Combien de temps la pénurie de semi-conducteurs durera-t-elle ? Et que cela présage-t-il pour l’avenir de l’industrie ? D’après notre analyse, la pénurie est plutôt de nature cyclique et frappe surtout des secteurs comme l’automobile et les ordinateurs. Tout comme le pétrole a entretenu l’essor des économies industrielles au XXe siècle, les semi-conducteurs seront – dans un monde de plus en plus consommateur de données – le moteur de la croissance ces dix prochaines années.


Il importe de noter que le secteur des semi-conducteurs a évolué au fil de cycles conjoncturels marqués par des dépenses d’investissement excessives, une gestion déficiente des stocks et l’absence de discipline en matière de fixation des prix. Après des années de consolidation qui ont donné naissance à quelques acteurs dominants à chaque maillon de la chaîne logistique mondiale, le secteur est aujourd’hui plus discipliné et mieux positionné.


Il devrait d’ailleurs profiter ces prochaines années d’une demande solide émanant des entreprises, des gouvernements et des industries en pleine transition vers la 5G, l’intelligence artificielle (IA) et les solutions hébergées dans le cloud.


Selon différentes estimations, y compris la nôtre, les ventes mondiales de semi-conducteurs pourraient doubler, passant d’environ 450 milliards USD en 2019 à près de 1 000 milliards USD en 2030.


Les pénuries sont davantage liées à la crise sanitaire qu’à des facteurs structurels


La situation de pénurie actuelle résulte d’un concours de circonstances qui n’ont à notre sens rien de structurel, et qui n’affecteront sans doute pas la demande à long terme. Simplement, les constructeurs automobiles ont été pris au dépourvu après avoir annulé des commandes auprès de leurs équipementiers durant les premiers mois de la pandémie, tandis que la dématérialisation de l’économie s’accélérait, contribuant à multiplier les commandes de puces utilisées dans les ordinateurs personnels, les consoles de jeux vidéo, les appareils ménagers et les applications hébergées dans le cloud.

Entrées d’annotation par segmentation:
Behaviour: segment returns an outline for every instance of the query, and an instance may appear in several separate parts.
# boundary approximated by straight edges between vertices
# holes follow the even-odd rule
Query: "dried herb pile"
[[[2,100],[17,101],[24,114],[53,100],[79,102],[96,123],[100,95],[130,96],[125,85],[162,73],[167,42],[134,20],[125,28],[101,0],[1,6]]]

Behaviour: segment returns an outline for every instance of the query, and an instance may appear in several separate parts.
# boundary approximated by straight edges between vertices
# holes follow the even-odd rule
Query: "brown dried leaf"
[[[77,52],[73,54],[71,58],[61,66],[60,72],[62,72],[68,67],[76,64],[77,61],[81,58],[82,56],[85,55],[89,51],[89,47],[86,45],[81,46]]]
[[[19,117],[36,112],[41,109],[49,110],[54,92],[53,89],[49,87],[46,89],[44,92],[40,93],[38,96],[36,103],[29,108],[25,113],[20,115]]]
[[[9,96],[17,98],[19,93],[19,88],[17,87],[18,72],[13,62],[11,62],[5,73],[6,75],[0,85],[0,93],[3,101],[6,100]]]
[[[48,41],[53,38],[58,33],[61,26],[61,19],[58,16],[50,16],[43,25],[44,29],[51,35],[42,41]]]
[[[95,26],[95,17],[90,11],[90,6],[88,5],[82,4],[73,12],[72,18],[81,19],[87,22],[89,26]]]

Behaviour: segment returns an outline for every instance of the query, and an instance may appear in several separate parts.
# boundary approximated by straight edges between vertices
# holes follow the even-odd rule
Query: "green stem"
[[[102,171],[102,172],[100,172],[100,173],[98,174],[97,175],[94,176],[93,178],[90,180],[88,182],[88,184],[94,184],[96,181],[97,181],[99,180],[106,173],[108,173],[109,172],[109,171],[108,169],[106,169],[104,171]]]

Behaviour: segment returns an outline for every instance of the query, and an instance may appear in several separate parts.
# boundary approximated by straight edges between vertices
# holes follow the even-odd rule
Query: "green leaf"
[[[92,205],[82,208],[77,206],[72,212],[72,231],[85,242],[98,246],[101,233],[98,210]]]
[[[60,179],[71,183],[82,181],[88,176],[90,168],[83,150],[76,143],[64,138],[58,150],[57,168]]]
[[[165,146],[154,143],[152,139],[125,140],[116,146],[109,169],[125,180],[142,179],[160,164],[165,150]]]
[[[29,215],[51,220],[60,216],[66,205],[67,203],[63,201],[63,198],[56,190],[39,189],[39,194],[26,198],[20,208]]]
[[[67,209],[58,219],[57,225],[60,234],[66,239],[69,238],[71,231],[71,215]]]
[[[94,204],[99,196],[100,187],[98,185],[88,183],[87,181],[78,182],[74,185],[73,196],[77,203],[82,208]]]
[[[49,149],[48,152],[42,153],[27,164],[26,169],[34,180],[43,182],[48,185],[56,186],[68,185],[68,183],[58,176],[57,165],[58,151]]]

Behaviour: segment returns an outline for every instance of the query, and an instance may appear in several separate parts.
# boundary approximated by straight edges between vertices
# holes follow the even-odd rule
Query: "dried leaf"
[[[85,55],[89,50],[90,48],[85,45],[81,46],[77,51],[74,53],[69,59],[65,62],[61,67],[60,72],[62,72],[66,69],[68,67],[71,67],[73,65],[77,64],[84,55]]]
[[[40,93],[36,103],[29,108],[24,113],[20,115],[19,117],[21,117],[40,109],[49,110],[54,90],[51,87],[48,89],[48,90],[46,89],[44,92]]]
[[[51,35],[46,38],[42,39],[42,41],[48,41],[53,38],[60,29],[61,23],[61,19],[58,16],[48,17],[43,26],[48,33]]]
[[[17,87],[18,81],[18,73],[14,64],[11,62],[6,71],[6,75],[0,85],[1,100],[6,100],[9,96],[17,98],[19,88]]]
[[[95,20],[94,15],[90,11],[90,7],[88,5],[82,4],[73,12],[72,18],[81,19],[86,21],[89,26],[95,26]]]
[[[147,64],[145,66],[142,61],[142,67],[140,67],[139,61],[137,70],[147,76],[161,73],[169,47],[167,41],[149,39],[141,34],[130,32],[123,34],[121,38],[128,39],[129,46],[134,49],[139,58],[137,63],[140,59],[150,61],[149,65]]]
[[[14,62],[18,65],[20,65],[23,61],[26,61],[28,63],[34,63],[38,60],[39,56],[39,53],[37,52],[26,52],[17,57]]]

EXERCICES À TRAITER -
1. Repérez dans les enregistrements chaque ligne qui contient le mot « leaf », puis recopiez-la.
2. Prolongez le texte sur la pénurie de semi-conducteurs à partir de sa dernière phrase.
Le texte et les enregistrements sont indépendants l’un de l’autre.

RÉSULTATS -
1.
Query: "brown dried leaf"
Query: "green leaf"
Query: "dried leaf"

2.
Les ordinateurs personnels sont l’exemple le plus frappant. Alors qu’ils représentent encore un tiers de l’ensemble du marché global des semi-conducteurs, ils perdent lentement du terrain depuis une dizaine d’années. Mais un revirement s’est opéré l’année dernière, avec un taux de croissance inédit depuis 10 ans.


De ce fait, lorsque les constructeurs automobiles ont repassé commande auprès des équipementiers à l’automne 2020, la capacité de production de ces derniers était déjà saturée. Heureusement, alors même que l’essor attendu des véhicules électriques s’accompagnera sans doute d’une hausse de la demande de semi-conducteurs, le secteur automobile ne représente aujourd’hui qu’une infime partie du marché total. Et sachant qu’il faut environ quatre mois pour fabriquer des puces pour l’automobile, la situation pourrait se normaliser d’elle-même d’ici la fin de cette année.


 


L’IA et le machine learning sont de formidables relais de croissance pour les semi-conducteurs


Les données créées chaque jour ne font qu’augmenter. Cela a commencé avec les réseaux sociaux, sur lesquels les utilisateurs se sont mis à poster des photos et des vidéos de leurs enfants, de leurs plats au restaurant et de leurs vacances. Puis en 2018, les machines ont dépassé les humains en volumes de données créées. Nous sommes convaincus que cette profonde mutation sera un important catalyseur pour le secteur des semi-conducteurs.


Désormais, la plupart des données pourraient être créées par des machines qui nécessitent une puissance de calcul phénoménale. Le défi sera d’y parvenir en abaissant la consommation d’électricité.


Toutes ces données ne seront pas stockées sur nos téléphones, mais dans des centres de données, qui représentent aujourd’hui 3 % de la consommation mondiale d’électricité. Si rien n’est fait pour les rendre plus économiques, ce chiffre pourrait passer à 25 % dans 10 ans. Face à ce dilemme, une règle empirique veut que la consommation d’énergie des semi-conducteurs baisse de 30 % tous les deux ans.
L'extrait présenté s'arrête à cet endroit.